И я, и мои друзья были очень бедны. Мы привыкли жить впроголодь и носить одежду, сшитую из солдатской шинели и гимнастерки. Хорошо одетые мальчики попадались необычайно редко. Они казались нам обитателями других планет.

Итак, мне было шестнадцать лет, когда я приехал в Москву. Я привез тетрадку стихов и умение ничего не есть по два дня подряд. В Москву я приехал учиться.

После экзаменов, состоявших из чтения моих собственных стихов и разговоров о литературе, я был принят в учебное заведение, где так же, как теперь в Литературном институте, из юношей, без различия — талантливых или бесталанных, — пытались изготовить беллетристов и поэтов. Одним из моих экзаменаторов был Георгий Аркадьевич Шенгели. Я никогда не видел человека, одетого так, как он. На нем был сюртук — долгополый, профессорский сюртук, короткие, до колен, черные брюки, жившие второй жизнью: когда-то они были длинны, их износили, потом — обрезали и остатками починили просиженные места. На ногах у профессора — солдатские обмотки. На носу ловко сидит чеховское пенсне. Шенгели молод, особенно для профессора. Голос у него глубокого мягкого тембра, низкий и очень гибкий. Я угадал сразу: профессор из наших краев, человек южный. И правда — он из Керчи, в Москве не так уж давно. Он был комиссаром искусств в Севастополе. Он любит оружие, так же, как и я. Пройдет время — он будет вести занятия в тюрьме, в литературном кружке, состоящем из заключенных. Поэтому ему выдадут револьвер, и он мне его покажет, и мы будем чистить его вместе, три раза в неделю.

Мне казалось странным, что Шенгели — профессор. Для меня он был — поэт. Я не думал, что человек одновременно может быть и поэтом, и ученым. Я еще в детстве, года три тому назад, прочел книгу его стихотворений “Раковина”. А теперь он подарил мне свой “Трактат о русском стихе”.

Письменное задание 1:
Переведите на английский язык предложение из фрагмента текста: «Я привез тетрадку стихов и умение ничего не есть по два дня подряд».
Письменное задание 2:
Преобразуйте часть листинга в JSON-список строк, по одной строке JSON на каждую строку листинга, пустые строки не включайте. Начните со строки листинга, содержащей «Guideline: for every instance of the seal colony, the», и остановитесь на последней строке листинга.
Листинг никак не связан с фрагментом текста.

Строки:

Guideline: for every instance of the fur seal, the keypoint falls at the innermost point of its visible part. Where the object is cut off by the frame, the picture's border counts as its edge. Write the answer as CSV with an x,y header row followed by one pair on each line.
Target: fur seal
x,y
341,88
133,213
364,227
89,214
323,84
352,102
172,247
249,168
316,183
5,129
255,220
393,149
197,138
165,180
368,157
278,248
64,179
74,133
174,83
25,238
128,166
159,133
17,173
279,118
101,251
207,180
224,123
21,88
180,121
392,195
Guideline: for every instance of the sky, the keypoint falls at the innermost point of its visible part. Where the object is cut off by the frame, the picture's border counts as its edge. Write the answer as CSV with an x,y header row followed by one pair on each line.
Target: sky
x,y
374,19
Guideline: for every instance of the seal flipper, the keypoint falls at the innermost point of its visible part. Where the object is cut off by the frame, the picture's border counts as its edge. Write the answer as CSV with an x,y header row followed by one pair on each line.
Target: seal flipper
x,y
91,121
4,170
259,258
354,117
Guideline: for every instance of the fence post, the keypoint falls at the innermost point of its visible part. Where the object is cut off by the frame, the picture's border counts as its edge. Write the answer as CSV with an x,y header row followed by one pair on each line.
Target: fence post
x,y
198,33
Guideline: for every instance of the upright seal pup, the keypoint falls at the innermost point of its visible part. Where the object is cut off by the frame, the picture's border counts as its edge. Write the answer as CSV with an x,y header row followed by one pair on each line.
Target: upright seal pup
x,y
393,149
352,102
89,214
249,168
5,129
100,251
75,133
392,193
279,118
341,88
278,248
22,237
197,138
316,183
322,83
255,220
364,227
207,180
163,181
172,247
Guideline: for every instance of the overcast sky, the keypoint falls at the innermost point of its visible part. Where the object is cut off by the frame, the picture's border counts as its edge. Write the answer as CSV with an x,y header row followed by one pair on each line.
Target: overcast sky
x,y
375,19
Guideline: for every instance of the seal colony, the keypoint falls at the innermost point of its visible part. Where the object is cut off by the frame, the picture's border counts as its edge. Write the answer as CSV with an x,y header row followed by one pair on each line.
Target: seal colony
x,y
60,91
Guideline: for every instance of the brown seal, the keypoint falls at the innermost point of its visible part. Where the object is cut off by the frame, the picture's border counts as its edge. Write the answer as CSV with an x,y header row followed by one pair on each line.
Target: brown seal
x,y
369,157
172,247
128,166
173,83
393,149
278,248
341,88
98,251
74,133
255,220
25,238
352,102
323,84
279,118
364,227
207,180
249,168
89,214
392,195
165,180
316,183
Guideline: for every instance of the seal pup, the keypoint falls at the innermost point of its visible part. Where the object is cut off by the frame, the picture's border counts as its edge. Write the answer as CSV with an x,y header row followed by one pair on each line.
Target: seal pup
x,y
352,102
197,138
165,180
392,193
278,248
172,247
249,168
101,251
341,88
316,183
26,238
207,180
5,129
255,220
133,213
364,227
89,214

Ответ к упражнению 1:
I brought a notebook of poems and the ability to go without eating for two days in a row.

Ответ к упражнению 2:
[
  "Guideline: for every instance of the seal colony, the keypoint falls at the innermost point of its visible part. Where the object is cut off by the frame, the picture's border counts as its edge. Write the answer as CSV with an x,y header row followed by one pair on each line.",
  "Target: seal colony",
  "x,y",
  "60,91",
  "Guideline: for every instance of the brown seal, the keypoint falls at the innermost point of its visible part. Where the object is cut off by the frame, the picture's border counts as its edge. Write the answer as CSV with an x,y header row followed by one pair on each line.",
  "Target: brown seal",
  "x,y",
  "369,157",
  "172,247",
  "128,166",
  "173,83",
  "393,149",
  "278,248",
  "341,88",
  "98,251",
  "74,133",
  "255,220",
  "25,238",
  "352,102",
  "323,84",
  "279,118",
  "364,227",
  "207,180",
  "249,168",
  "89,214",
  "392,195",
  "165,180",
  "316,183",
  "Guideline: for every instance of the seal pup, the keypoint falls at the innermost point of its visible part. Where the object is cut off by the frame, the picture's border counts as its edge. Write the answer as CSV with an x,y header row followed by one pair on each line.",
  "Target: seal pup",
  "x,y",
  "352,102",
  "197,138",
  "165,180",
  "392,193",
  "278,248",
  "172,247",
  "249,168",
  "101,251",
  "341,88",
  "316,183",
  "26,238",
  "207,180",
  "5,129",
  "255,220",
  "133,213",
  "364,227",
  "89,214"
]